- **Goal**: Everything from the line that holds "of the mushroom" through the end of the data below should be output exactly, both ends included.

(Items from a dataset)

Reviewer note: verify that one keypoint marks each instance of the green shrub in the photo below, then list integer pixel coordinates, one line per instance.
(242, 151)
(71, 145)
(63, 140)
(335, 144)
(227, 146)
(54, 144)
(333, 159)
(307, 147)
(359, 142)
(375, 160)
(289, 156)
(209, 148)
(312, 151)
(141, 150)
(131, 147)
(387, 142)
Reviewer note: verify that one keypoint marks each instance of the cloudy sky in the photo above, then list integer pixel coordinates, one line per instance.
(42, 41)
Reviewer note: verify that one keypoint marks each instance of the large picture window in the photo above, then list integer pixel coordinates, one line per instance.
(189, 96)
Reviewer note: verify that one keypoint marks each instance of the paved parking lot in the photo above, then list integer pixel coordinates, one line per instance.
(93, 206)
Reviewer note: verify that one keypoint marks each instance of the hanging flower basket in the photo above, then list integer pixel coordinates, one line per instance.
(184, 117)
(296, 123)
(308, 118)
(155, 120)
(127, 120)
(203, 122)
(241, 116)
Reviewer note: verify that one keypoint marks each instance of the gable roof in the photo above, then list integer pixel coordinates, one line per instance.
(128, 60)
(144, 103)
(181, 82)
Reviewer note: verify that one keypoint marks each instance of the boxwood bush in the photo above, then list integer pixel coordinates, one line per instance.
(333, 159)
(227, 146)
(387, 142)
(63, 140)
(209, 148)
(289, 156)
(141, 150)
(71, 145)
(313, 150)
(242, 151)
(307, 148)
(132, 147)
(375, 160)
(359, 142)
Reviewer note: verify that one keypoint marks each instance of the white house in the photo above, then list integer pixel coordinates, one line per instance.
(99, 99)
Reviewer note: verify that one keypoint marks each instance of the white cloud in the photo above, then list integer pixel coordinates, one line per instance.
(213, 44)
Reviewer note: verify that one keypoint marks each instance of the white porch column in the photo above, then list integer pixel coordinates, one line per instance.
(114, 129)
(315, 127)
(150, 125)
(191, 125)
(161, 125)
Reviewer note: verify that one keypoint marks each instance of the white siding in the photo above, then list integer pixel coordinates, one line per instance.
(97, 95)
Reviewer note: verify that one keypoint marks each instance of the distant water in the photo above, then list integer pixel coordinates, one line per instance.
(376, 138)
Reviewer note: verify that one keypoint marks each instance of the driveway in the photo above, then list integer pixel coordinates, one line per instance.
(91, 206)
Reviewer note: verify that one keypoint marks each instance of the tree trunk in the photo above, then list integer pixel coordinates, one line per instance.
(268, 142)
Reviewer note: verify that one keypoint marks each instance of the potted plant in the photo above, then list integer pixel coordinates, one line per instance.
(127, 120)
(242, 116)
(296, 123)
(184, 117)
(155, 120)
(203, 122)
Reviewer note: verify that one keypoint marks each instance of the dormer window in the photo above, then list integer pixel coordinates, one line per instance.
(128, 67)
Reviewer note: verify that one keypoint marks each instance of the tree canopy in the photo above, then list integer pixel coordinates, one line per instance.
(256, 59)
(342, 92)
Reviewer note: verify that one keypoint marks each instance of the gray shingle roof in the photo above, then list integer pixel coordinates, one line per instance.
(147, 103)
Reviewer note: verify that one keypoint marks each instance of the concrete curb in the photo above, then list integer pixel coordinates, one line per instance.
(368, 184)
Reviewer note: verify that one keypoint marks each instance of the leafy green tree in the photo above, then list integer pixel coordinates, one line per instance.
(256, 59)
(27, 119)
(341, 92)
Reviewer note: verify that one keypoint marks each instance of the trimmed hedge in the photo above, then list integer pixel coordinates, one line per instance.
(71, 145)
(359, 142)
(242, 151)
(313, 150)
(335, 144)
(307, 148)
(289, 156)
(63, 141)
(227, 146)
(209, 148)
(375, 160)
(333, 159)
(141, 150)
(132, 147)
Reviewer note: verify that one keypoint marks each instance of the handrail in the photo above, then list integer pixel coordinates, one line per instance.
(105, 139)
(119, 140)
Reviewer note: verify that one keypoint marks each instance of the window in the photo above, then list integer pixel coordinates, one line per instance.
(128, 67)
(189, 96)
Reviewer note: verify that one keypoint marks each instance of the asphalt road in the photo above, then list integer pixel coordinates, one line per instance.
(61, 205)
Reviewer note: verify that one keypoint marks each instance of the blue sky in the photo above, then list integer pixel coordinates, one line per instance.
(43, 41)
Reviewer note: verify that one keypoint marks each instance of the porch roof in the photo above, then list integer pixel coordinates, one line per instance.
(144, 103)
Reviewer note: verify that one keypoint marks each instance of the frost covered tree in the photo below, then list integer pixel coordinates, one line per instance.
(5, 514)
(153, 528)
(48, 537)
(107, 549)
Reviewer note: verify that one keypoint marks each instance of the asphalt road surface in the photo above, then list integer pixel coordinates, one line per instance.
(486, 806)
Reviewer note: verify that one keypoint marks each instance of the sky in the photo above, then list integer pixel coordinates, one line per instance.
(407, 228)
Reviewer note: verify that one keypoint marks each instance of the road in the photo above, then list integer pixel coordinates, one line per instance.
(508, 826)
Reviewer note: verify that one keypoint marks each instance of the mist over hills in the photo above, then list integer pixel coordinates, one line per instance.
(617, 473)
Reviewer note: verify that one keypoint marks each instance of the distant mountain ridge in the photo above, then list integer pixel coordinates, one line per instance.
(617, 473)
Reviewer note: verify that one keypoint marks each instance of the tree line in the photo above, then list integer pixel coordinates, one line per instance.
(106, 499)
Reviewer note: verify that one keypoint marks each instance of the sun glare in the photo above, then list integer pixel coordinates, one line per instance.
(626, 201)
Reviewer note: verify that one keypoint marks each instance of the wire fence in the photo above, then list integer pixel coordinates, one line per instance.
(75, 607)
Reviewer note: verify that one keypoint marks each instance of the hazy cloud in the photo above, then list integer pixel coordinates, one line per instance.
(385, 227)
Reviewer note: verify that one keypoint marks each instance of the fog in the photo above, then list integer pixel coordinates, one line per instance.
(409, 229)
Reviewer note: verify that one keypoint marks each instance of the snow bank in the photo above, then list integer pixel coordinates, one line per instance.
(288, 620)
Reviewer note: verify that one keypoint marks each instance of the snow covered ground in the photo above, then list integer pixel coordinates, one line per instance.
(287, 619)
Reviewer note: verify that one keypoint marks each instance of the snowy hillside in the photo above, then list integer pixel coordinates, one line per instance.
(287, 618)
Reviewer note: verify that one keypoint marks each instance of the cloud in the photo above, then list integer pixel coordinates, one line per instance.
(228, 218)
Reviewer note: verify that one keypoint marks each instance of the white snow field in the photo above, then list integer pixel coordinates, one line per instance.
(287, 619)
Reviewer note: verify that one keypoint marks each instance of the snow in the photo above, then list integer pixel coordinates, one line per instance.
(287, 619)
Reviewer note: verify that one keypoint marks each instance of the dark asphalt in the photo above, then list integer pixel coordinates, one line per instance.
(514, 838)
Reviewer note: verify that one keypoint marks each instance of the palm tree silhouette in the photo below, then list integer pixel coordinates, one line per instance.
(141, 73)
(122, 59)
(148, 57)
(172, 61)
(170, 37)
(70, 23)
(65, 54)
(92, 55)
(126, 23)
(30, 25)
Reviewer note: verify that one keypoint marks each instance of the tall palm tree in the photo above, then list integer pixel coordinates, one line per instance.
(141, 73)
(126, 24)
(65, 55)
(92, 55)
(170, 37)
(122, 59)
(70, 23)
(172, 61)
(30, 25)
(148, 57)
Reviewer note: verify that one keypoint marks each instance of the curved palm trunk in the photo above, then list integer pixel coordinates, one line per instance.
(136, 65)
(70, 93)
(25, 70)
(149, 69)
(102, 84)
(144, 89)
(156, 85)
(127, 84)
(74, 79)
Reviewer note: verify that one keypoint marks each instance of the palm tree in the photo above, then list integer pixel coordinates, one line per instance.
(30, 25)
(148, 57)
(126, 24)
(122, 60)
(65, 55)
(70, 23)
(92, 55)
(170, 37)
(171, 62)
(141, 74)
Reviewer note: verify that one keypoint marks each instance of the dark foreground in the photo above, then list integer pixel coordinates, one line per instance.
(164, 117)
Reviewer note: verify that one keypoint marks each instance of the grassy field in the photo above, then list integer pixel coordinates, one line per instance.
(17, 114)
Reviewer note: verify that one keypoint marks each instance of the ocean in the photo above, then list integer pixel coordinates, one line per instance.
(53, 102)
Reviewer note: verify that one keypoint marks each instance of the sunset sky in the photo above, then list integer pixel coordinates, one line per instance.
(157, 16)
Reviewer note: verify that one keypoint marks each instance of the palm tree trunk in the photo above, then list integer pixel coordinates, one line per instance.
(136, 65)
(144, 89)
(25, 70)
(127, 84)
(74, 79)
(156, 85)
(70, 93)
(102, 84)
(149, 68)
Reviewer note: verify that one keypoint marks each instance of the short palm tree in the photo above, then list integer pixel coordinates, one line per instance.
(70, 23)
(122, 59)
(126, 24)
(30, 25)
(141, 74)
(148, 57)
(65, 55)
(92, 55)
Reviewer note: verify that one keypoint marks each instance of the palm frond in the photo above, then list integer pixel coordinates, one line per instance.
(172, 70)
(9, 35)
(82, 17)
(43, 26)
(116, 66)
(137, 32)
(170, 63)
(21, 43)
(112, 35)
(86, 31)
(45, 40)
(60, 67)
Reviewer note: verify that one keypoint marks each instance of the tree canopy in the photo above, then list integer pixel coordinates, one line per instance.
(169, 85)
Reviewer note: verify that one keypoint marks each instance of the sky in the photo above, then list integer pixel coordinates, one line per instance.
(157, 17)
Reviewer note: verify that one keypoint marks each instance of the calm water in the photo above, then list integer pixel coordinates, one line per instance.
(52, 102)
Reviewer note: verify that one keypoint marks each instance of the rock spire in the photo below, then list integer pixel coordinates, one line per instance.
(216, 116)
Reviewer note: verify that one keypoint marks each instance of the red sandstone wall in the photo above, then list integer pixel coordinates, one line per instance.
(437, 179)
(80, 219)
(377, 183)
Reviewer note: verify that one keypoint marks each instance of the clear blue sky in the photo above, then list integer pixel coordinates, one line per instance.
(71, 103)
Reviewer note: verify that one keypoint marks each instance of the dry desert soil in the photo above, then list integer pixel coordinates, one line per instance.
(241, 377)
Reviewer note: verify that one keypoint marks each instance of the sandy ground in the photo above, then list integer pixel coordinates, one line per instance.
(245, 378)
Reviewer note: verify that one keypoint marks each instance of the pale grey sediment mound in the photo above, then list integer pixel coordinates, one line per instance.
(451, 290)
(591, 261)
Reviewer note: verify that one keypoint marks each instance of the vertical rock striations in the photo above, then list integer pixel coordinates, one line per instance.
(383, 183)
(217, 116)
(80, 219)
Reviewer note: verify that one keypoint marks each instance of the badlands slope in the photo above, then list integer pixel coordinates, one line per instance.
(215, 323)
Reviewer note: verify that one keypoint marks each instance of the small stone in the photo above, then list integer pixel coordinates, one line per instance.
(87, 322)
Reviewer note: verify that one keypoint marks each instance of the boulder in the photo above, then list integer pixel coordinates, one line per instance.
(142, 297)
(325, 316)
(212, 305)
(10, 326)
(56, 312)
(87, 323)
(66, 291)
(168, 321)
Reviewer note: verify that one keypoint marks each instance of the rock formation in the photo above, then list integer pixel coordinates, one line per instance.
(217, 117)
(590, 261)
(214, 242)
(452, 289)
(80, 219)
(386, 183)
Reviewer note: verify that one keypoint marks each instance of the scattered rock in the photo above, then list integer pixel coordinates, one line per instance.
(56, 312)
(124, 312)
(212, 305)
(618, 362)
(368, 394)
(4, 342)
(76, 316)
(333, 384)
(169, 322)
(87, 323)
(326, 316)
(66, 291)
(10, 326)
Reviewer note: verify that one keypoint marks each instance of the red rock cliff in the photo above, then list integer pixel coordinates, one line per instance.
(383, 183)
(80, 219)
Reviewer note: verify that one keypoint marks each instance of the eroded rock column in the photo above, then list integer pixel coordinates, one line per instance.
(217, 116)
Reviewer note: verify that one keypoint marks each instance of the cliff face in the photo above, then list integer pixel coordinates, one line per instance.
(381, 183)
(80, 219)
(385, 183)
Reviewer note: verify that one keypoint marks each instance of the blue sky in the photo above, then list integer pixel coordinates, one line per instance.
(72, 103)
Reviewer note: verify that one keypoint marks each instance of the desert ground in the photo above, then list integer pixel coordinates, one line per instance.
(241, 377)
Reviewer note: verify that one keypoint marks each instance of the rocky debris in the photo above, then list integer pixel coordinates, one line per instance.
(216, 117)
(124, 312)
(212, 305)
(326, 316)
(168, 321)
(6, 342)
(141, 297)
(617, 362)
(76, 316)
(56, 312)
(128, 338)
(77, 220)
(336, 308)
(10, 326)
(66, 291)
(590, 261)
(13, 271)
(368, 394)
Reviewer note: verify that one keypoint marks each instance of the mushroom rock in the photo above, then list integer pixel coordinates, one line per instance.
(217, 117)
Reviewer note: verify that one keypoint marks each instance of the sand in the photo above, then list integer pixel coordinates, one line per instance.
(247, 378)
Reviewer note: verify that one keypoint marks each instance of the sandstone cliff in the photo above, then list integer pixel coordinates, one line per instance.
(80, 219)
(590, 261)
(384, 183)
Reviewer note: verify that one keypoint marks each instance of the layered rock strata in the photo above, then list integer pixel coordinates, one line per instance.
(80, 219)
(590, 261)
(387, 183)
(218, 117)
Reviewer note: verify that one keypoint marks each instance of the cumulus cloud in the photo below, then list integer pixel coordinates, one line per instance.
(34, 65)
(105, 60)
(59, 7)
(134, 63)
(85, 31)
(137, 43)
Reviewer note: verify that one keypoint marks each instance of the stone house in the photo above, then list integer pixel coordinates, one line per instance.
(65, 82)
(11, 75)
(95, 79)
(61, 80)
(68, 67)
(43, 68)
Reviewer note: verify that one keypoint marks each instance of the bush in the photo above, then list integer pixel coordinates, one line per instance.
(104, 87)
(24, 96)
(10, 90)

- **Exercise response**:
Reviewer note: verify that one keypoint marks each instance of the mushroom rock in the photo above, then list integer pixel coordinates, one line per instance.
(217, 117)
Reviewer note: verify that one keypoint marks each instance of the sand in the photo above, then list integer pixel coordinates, one line per instance.
(247, 378)
Reviewer note: verify that one keypoint marks each instance of the sandstone cliff in the photo above, then list integer pixel coordinates, one line per instance.
(80, 219)
(590, 261)
(384, 183)
Reviewer note: verify that one keypoint marks each instance of the layered rock strata in the photo above, then list integer pixel coordinates, one line per instance.
(80, 219)
(590, 261)
(387, 183)
(218, 117)
Reviewer note: verify that one keypoint marks each instance of the cumulus cloud in the photo below, then list integer pixel coordinates, one line per instance.
(34, 65)
(105, 60)
(59, 7)
(134, 63)
(85, 31)
(137, 43)
Reviewer note: verify that one keypoint marks each instance of the stone house in the photo above, then list integer pixel coordinates, one line per instance.
(65, 82)
(11, 75)
(95, 79)
(61, 80)
(68, 67)
(43, 68)
Reviewer note: verify that one keypoint marks each instance of the bush in the photo above, then list integer pixel coordinates, one line per instance.
(104, 87)
(24, 96)
(10, 90)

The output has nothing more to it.